### WHAT YOU WILL DO
1. From the HtmlAgilityPack question, name each variable its code declares as a single String (not a String array).
2. Pick up the HtmlAgilityPack question right after its last line of code and carry it on.

### QUOTED TEXT
I'm using the following code:
Dim cl As WebClient = New WebClient()
Dim html As String = cl.DownloadString(url)
Dim doc As HtmlAgilityPack.HtmlDocument = New HtmlAgilityPack.HtmlDocument()
doc.LoadHtml(html)
Dim table As HtmlNode = doc.DocumentNode.SelectSingleNode("//table[@class='table']")
For Each row As HtmlNode In table.SelectNodes(".//tr")
Dim inner_text As String = row.InnerHtml.Trim()
Next
My inner_text
for each row looks like this, with different years and data:
"<th scope="row">2015<!-- --> RG Journal Impact</th><td>6.33</td>"
Each row has a th
element and a td
element and I have tried different ways to pull the value but I can't seem to pull them one after the other by looping the column collection. How can I pull just the th
element and the td
element using the correct Xpath syntax ?
Until I can use better code I'll use standard parsing functions:
Dim hname As String = row.InnerHtml.Trim()
Dim items() As String = hname.Split("</td>")
Dim year As String = items(1).Substring(items(1).IndexOf(">") + 1)
Dim value As String = items(4).Substring(items(4).IndexOf(">") + 1)
If value.ToLower.Contains("available") Then
value = ""

### COLLECTED MATERIAL
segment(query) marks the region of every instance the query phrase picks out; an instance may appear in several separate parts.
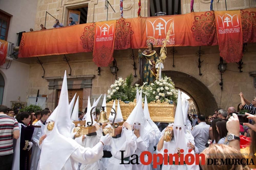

### FINAL ANSWERS
1. html, inner_text, hname, year, value

2.
End If
You can carry on with querying the row:
Option Infer On
Option Strict On
Imports HtmlAgilityPack
Module Module1
Sub Main()
Dim h = "<html><head><title></title></head><body>
<table class=""table"">
<tr><th scope=""row"">2015<!-- --> RG Journal Impact</th><td>6.33</td></tr>
<tr><th scope=""row"">2018 JIR</th><td>9.99</td></tr>
</table>
</body></html>"
Dim doc = New HtmlAgilityPack.HtmlDocument()
doc.LoadHtml(h)
Dim table = doc.DocumentNode.SelectSingleNode("//table[@class='table']")
For Each row In table.SelectNodes(".//tr")
Dim yearData = row.SelectSingleNode(".//th").InnerText.Split(" "c)(0)
Dim value = row.SelectSingleNode(".//td").InnerText
Console.WriteLine($"Year: {yearData} Value: {value}")
Next
Console.ReadLine()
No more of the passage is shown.